• Text shown:
=-=-=
# What is the best way to increase hives?



## Ben Brewcat (Oct 27, 2004)

Do a search on "splits" and you'll get a ton of info. Michael Bush's website http://bushfarms.com/beessplits.htm is easy to recommend as a place to start. Basically if you time it right, splitting can be a useful tool for swarm control and for making increases. Spring splits are fun!


----------



## magnet-man (Jul 10, 2004)

Start feeding pollen patties now so you can get good strong splits.


----------



## BGhoney (Sep 26, 2007)

Get your name on some swarm lists, I always get 8-15 swarms a year, often add them to a good hive to make it a great hive before the honey flow. Those are free.


----------



## Grant (Jun 12, 2004)

WAB said:


> What is the fastest, cheapest and easiest way to increase your hives?



The fastest, cheapest and easiest way would be to steal someone else's hives under the cover of nightfall. No, I take that back...I've moved hives and it's not that easy. 

Now, now, relax. I'm not serious. That was a poor attempt at humor. And losing your public standing as a fine, upstanding citizen is not cheap.

I don't think there is a fast, cheap and easy way. All the methods take preparation, planning, diligence and hard work. In my mind, the best way is to pay attention to details and build up strong hives in the spring, prevent swarming (not easy), buy some queens (not cheap) and make your "splits" (pulling selected frames into new box and introducing a new queen). That seems to be the conventional way. In the spring, you'll get one, maybe two additional hives in addition to your original hives.

Alternatively, buying nucs from another supplier would be fast and easy, but not cheap.

Grant
Jackson, MO


----------



## WAB (Jun 11, 2008)

I have 5 double box hives. I thought about splitting them but then I would not be able to harvest some honey from them, right? I understand that this would probably be the cheapest way. I was wanting to have my cake and eat it too!! Or honey as the case may be!! LOL!! I'll probably end up buying some packages.
=-=-=
Dataset records:

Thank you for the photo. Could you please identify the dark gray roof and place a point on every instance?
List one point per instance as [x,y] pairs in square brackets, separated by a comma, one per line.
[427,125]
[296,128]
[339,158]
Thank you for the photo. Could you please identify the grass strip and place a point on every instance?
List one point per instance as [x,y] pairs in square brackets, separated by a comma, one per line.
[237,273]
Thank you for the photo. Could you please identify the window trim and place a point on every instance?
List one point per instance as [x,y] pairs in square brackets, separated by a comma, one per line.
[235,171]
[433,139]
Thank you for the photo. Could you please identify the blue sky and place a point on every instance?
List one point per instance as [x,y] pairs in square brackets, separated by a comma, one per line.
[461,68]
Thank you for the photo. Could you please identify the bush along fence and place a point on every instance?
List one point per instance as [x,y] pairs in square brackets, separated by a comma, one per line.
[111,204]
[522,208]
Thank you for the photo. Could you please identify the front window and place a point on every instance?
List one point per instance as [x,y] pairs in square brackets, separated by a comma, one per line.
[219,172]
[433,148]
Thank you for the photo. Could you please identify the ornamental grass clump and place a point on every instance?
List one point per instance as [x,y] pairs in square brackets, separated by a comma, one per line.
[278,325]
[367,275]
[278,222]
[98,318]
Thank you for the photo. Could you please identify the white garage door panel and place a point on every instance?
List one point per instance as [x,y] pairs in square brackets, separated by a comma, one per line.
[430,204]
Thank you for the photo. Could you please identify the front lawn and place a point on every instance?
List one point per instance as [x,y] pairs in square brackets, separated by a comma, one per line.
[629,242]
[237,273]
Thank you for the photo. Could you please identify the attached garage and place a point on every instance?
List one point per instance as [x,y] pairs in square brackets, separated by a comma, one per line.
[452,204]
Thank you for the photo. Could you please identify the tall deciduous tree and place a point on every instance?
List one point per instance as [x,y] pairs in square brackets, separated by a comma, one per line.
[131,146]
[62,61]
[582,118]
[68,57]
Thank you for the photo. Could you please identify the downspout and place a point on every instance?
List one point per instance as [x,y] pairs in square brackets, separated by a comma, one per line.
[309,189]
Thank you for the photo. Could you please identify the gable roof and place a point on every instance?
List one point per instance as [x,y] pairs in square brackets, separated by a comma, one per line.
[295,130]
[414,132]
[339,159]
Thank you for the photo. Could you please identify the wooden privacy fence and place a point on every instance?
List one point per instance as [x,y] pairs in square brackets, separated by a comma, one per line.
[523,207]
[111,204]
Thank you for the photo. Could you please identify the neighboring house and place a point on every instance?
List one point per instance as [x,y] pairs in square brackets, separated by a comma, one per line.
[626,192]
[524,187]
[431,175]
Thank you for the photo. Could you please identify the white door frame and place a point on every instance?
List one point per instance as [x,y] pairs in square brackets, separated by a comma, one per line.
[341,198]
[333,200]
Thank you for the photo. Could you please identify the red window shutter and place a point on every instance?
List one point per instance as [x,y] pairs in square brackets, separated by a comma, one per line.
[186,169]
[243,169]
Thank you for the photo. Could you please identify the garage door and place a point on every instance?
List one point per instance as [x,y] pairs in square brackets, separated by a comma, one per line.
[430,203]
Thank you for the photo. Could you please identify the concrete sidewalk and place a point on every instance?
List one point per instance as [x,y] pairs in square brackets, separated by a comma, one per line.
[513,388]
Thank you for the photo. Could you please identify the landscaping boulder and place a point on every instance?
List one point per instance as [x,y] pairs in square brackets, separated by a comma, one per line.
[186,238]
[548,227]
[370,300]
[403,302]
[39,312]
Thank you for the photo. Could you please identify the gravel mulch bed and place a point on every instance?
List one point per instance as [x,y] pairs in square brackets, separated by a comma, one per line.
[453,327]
=-=-=
• Task instructions: From the beekeeping thread above the entries, return everything from "## Ben Brewcat" down to "splits are fun!", copied word for word.

• Task result:
## Ben Brewcat (Oct 27, 2004)

Do a search on "splits" and you'll get a ton of info. Michael Bush's website http://bushfarms.com/beessplits.htm is easy to recommend as a place to start. Basically if you time it right, splitting can be a useful tool for swarm control and for making increases. Spring splits are fun!